## Problem to solve
Carry on the forum thread about identifying an old Delta table saw, picking up from its final line.

## Provided text
# Is this a 1940's Delta Table Saw?



## REH (Sep 19, 2012)

A seller just sent me this photo of what he says is "a very old very heavy Delta Table Saw from the 1940's, but with no model number on it. Is he right? Anyone know what this saw is?

Thanks,
Ed


----------



## Grandpa (Jan 28, 2011)

I agreewitht he seller. This is a very old table saw. Lots of rust too. I couldn't begin to guess the year but if he could find a serial number it would be a start. Without that I think you are guessing. got to have something.


----------



## Loren (May 30, 2008)

It's a TCS 203 by Delta/Rockwell. Those are accurate saws.


----------



## fge (Sep 8, 2008)

Might be an antique. Might be nice to have around and.restore to have some old history.


----------



## knotscott (Feb 27, 2009)

Looks like the same saw with extension and different stand. It's on CL near us for $125.


----------



## REH (Sep 19, 2012)

It would be fun to restore. But I just do not have the space to store it until I had the time to do the restore. Surely the original had a belt guard?

Knotscott,
The one near you looks to be in MUCH better condition and with mitre gage and extension - and is $75 cheaper asking price! In what area do you live?

Ed


----------



## dhazelton (Feb 11, 2012)

Probably all it needs is rust removal, paint and bearings. Since the fence and hand screws are all there $75 is a fair price for a cast saw like that (if the trunnion isn't cracked). Original motor and riveted stand sweeten the pot. Or you could spend twice as much for a plastic Ryobi with universal motor and lousy fence.


----------



## knotscott (Feb 27, 2009)

Rochester, NY

It's too bad they didn't use the umbrella sitting in the back ground to cover it…might have prevent some of that rust!


----------



## stevemorris (Feb 2, 2012)

that old delta would clean up beautifully

some of my old beavers came home looking far worse


----------



## 905maxp (Mar 15, 2013)

I have acquired 2 saws a Beaver 3200 & 2200 they both are working , I posted them on kijiji Hamilton Ontario my wife wants them gone , any thoughts of who to contact regarding selling them before they end up in the scrap yard it would be a shame . ?? Photos in my ad just search in tools / power trools / Hamilton on kijiji


----------



## History (Dec 22, 2012)

## Source data
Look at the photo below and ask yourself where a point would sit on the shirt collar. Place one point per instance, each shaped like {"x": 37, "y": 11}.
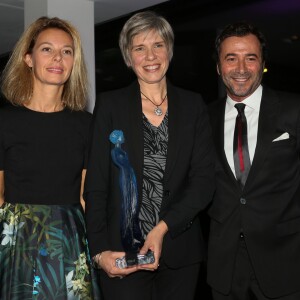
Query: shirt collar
{"x": 253, "y": 101}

## Result of the task
Let me get this straight, the seller is asking $200 for a saw that he obviously never gave a crap about ? Thats rediculous.


----------



## tuffruss (Nov 17, 2011)

It's a delta alright but closer to 1920's. Are you aware that the table tilts instead of the blade. It tilts like a shopsmith. Also to set the blade height the table moves up and down like the SS. Nice saw But the Half moon trunions are potmetal and break very easily they're way too weak for such a large heavy table. It will work great with a dustcollector just hook the hose up to that square hole in back. Even without a dust collector almost all the sawdust goes out that port. So if the the half moon trunions are NOT broken go for it. It's a great saw with a table the same size as the unisaw. Use an angle grinder with a wire brush and clean of the rust then use 100 grit on a random orbit sander and it will clean up like new then give it a coat of Johnsons paste wax. Good luck Russ.


----------



## AlaskaGuy (Jan 29, 2012)

That wood probably made a neat little saw but I do have to say it looks top heavy.


----------



## WannaBBetter (Sep 23, 2010)

http://vintagemachinery.org/home.aspx

This site has photos of old machines

905MAXP they also have a buy/sell section


----------



## rpalm (Feb 22, 2009)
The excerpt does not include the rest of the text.